[Point annotation dataset records]
============

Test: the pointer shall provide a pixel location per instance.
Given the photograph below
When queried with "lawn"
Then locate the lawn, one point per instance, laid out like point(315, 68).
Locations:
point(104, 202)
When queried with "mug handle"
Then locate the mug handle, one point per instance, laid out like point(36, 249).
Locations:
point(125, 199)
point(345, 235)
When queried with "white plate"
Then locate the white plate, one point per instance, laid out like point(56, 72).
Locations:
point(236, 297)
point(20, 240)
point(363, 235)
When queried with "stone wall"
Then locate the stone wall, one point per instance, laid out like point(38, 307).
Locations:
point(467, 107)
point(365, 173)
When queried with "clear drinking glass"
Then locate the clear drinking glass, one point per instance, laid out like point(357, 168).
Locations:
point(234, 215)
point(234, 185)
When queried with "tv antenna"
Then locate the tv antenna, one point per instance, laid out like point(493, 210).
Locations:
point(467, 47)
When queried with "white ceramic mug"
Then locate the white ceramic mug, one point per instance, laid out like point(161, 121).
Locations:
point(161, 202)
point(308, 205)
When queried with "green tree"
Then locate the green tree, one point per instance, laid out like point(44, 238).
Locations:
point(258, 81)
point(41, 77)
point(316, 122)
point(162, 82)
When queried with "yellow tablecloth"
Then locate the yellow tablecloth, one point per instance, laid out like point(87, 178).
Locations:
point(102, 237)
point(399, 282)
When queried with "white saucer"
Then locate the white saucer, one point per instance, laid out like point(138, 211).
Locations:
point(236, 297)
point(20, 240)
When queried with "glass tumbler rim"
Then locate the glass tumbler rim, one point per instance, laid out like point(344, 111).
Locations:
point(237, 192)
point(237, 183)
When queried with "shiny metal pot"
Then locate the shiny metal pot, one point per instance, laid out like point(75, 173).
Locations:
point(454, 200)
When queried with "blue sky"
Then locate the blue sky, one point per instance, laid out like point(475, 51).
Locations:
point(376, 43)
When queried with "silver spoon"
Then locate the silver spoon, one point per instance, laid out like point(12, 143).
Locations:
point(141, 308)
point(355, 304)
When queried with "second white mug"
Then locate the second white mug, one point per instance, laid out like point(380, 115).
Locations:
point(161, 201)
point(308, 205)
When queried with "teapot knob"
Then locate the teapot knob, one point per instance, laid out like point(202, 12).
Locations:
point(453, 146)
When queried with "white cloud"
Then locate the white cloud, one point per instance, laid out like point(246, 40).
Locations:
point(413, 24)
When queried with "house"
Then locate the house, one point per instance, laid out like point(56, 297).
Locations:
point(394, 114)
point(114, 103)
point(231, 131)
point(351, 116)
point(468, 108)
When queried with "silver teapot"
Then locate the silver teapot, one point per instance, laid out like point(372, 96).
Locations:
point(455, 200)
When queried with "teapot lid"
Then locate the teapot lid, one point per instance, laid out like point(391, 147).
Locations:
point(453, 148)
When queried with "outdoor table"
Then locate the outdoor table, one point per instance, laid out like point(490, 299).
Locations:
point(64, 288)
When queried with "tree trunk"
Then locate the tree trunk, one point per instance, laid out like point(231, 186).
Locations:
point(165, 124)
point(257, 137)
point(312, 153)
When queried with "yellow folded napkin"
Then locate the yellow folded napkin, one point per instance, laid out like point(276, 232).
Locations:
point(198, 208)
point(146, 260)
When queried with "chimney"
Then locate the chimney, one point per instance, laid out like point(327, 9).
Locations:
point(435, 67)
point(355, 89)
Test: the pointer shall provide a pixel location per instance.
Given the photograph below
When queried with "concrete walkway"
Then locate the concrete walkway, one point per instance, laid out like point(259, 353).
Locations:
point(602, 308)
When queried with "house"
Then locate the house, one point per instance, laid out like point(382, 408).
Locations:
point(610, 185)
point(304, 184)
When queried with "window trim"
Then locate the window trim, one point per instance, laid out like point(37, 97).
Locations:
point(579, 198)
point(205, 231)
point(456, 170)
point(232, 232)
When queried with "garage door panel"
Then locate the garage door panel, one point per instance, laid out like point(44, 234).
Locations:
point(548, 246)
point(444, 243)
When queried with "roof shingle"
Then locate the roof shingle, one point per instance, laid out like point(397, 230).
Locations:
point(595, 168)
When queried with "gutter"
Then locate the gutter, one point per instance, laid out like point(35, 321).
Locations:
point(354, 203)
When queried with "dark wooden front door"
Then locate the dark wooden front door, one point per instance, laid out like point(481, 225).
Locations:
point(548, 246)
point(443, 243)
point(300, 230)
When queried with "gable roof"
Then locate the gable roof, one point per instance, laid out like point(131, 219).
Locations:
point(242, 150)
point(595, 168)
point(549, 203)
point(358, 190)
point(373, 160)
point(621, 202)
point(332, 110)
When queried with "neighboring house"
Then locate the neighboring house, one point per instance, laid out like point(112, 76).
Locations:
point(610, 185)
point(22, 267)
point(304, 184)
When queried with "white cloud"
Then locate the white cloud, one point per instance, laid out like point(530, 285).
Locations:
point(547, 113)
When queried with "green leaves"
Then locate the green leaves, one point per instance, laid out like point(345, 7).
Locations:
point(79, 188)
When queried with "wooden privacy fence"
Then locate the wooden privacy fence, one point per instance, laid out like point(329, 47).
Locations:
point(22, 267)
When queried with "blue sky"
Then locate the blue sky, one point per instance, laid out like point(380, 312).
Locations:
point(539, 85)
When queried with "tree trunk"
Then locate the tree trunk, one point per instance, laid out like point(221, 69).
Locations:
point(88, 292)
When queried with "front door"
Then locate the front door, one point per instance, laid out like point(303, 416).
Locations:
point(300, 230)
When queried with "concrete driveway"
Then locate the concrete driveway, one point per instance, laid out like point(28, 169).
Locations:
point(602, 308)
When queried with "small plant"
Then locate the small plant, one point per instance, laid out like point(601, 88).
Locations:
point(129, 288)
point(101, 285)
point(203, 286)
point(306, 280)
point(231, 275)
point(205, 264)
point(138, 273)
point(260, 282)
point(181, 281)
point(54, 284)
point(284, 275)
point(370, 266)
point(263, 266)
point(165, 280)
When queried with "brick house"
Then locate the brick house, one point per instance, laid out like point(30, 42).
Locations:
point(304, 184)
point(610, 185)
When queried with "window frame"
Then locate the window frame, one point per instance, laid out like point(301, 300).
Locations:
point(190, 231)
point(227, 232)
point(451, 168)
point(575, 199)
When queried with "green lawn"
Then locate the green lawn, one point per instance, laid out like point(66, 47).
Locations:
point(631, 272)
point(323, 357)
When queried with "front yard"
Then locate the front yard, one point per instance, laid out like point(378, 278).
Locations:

============

**EXERCISE DIRECTIONS**
Print out the whole listing exactly as it appears.

**ANSWER FOR THIS EXERCISE**
Test: the pointer shall provide a pixel location per instance.
Given the photograph below
When queried with "lawn"
Then locate the lawn, one point per instance, laid out like point(315, 68).
Locations:
point(104, 202)
When queried with "mug handle"
Then locate the mug handle, one point per instance, laid out like point(36, 249).
Locations:
point(125, 199)
point(345, 235)
When queried with "white plate"
Then locate the white plate, one point per instance, laid out like point(56, 72).
Locations:
point(236, 297)
point(20, 240)
point(363, 235)
When queried with "stone wall"
Then locate the stone wall, one point per instance, laid out like point(38, 307).
Locations:
point(467, 107)
point(365, 173)
When queried with "clear drinking glass"
Then locate the clear drinking glass, one point per instance, laid out like point(357, 168).
Locations:
point(234, 215)
point(234, 185)
When queried with "tv antenna"
Then locate the tv antenna, one point per instance, laid out like point(493, 210).
Locations:
point(467, 47)
When queried with "white ceramic mug"
Then locate the white ceramic mug, one point per instance, laid out like point(161, 121).
Locations:
point(161, 202)
point(308, 205)
When queried with "green tree"
Then locate the green tree, one point per instance, laid out like point(44, 238).
Locations:
point(258, 81)
point(41, 77)
point(316, 122)
point(162, 82)
When queried with "yellow tablecloth"
Then locate the yellow tablecloth, one point per instance, laid out like point(87, 178).
Locations:
point(102, 237)
point(399, 282)
When queried with "white saucer"
Then locate the white saucer, one point per instance, laid out like point(138, 211).
Locations:
point(236, 297)
point(20, 240)
When queried with "glass tumbler rim"
Then locate the glass tumbler rim, one point per instance, laid out like point(344, 111).
Locations:
point(237, 192)
point(237, 183)
When queried with "shiny metal pot"
Then locate the shiny metal pot, one point per instance, laid out like point(75, 173).
Locations:
point(454, 200)
When queried with "blue sky"
Then locate the blue sky, one point per instance, laid out like point(475, 51).
Locations:
point(376, 43)
When queried with "silver spoon"
Then locate the silver spoon, one point per instance, laid out like point(12, 143).
Locations:
point(141, 308)
point(355, 304)
When queried with "second white mug"
Then locate the second white mug, one point per instance, laid out like point(380, 115).
Locations:
point(161, 201)
point(308, 205)
When queried with "teapot knob"
Then locate the teapot knob, one point per instance, laid out like point(202, 12).
Locations:
point(453, 146)
When queried with "white cloud"
Then locate the white cloud, one point per instance, laid out like point(246, 40).
Locations:
point(413, 24)
When queried with "house"
Then locate the house, one point per instance, laid out like point(56, 297).
Locations:
point(394, 114)
point(114, 103)
point(231, 131)
point(351, 116)
point(468, 108)
When queried with "silver teapot"
Then locate the silver teapot, one point per instance, laid out like point(372, 96).
Locations:
point(455, 200)
When queried with "teapot lid"
Then locate the teapot lid, one point per instance, laid out like point(391, 147).
Locations:
point(453, 148)
When queried with "outdoor table"
Then locate the outdoor table, one point per instance, laid out like point(490, 299).
Locations:
point(64, 288)
When queried with "tree trunk"
Then locate the tree trunk, one point per instance, laid out like point(231, 186).
Locations:
point(165, 124)
point(257, 137)
point(312, 153)
When queried with "yellow folded napkin"
Then locate the yellow folded napkin, one point per instance, laid out like point(276, 232).
Locations:
point(198, 208)
point(146, 260)
When queried with "chimney"
Then locate the chimney, one point per instance, laid out like point(327, 9).
Locations:
point(435, 67)
point(355, 89)
Test: the pointer shall provide a pixel location per instance.
Given the photograph below
When queried with "concrete walkway"
Then locate the concrete walkway, one point per instance, laid out like point(259, 353).
Locations:
point(602, 308)
When queried with "house"
Then locate the house, one point per instance, laid out like point(382, 408).
Locations:
point(610, 185)
point(304, 184)
When queried with "window trim"
Then locate the window trim, one point per instance, laid out like point(37, 97).
Locations:
point(579, 198)
point(205, 231)
point(456, 170)
point(232, 232)
When queried with "garage door panel"
Then locate the garage door panel, one point per instance, laid out like point(44, 234).
Locations:
point(548, 246)
point(444, 243)
When queried with "roof shingle"
Then locate the roof shingle, one point per instance, laid out like point(397, 230).
Locations:
point(595, 168)
When queried with "gutter"
Then locate the gutter, one point per instance, laid out like point(35, 321).
Locations:
point(354, 203)
When queried with "dark wooden front door"
Then locate the dark wooden front door, one point per instance, laid out like point(481, 225).
Locations:
point(548, 246)
point(443, 243)
point(300, 230)
When queried with "gable roof"
Then locate the gable roof, one point per instance, laid out like point(131, 219).
Locations:
point(242, 150)
point(595, 168)
point(549, 203)
point(358, 190)
point(373, 160)
point(621, 202)
point(332, 110)
When queried with "neighboring house"
Then locate the neighboring house, one point per instance, laid out like point(112, 76).
Locations:
point(610, 185)
point(22, 267)
point(304, 184)
When queried with "white cloud"
Then locate the white cloud, one point per instance, laid out like point(530, 285).
Locations:
point(547, 113)
When queried with "green leaves"
Then locate the green leaves, one point per instance, laid out like point(345, 7).
Locations:
point(79, 188)
When queried with "wooden privacy fence"
Then locate the wooden privacy fence, one point per instance, laid out like point(329, 47).
Locations:
point(22, 267)
When queried with "blue sky"
Then locate the blue sky, one point per instance, laid out like point(380, 312).
Locations:
point(539, 85)
When queried with "tree trunk"
Then locate the tree trunk, one point per instance, laid out like point(221, 69).
Locations:
point(88, 292)
When queried with "front door"
Then locate the front door, one point per instance, laid out like point(303, 416).
Locations:
point(300, 230)
When queried with "concrete driveway"
Then locate the concrete driveway, one point per instance, laid out like point(28, 169).
Locations:
point(602, 308)
When queried with "small plant"
Then locate the small plant, one point per instance, laid out like point(601, 88).
Locations:
point(129, 288)
point(101, 285)
point(203, 286)
point(306, 280)
point(231, 275)
point(205, 264)
point(138, 273)
point(260, 282)
point(181, 281)
point(54, 284)
point(284, 275)
point(370, 266)
point(263, 266)
point(165, 280)
When queried with "brick house"
Then locate the brick house, one point per instance, laid out like point(30, 42).
Locations:
point(304, 184)
point(610, 185)
When queried with "window frame"
Then locate the window frame, one point per instance, laid out like point(301, 300).
Locations:
point(190, 231)
point(227, 232)
point(451, 168)
point(575, 199)
When queried with "green lawn"
Then locate the green lawn, one point per instance, laid out like point(66, 47).
Locations:
point(631, 272)
point(323, 357)
When queried with "front yard"
Then locate the front yard, one point per instance, laid out like point(378, 278).
Locations:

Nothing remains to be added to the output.